Aim of the task
Put every line of the material below into a Markdown table with two columns, Row and Line, numbering each row and skipping blank lines. Leave the pictures out of the answer.

-- START OF Record set --

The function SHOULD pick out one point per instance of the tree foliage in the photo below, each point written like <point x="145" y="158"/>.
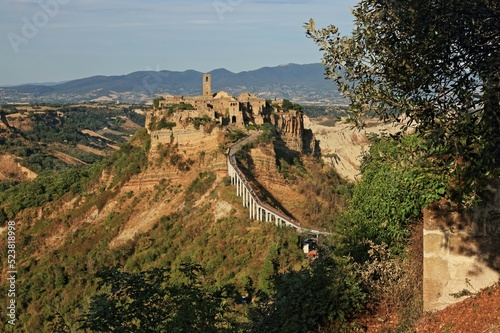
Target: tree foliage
<point x="148" y="302"/>
<point x="397" y="183"/>
<point x="434" y="65"/>
<point x="325" y="292"/>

-- END OF Record set --

Correct answer
| Row | Line |
|---|---|
| 1 | The function SHOULD pick out one point per instance of the tree foliage in the photo below, each point written like <point x="145" y="158"/>. |
| 2 | Target: tree foliage |
| 3 | <point x="148" y="302"/> |
| 4 | <point x="397" y="183"/> |
| 5 | <point x="434" y="65"/> |
| 6 | <point x="325" y="292"/> |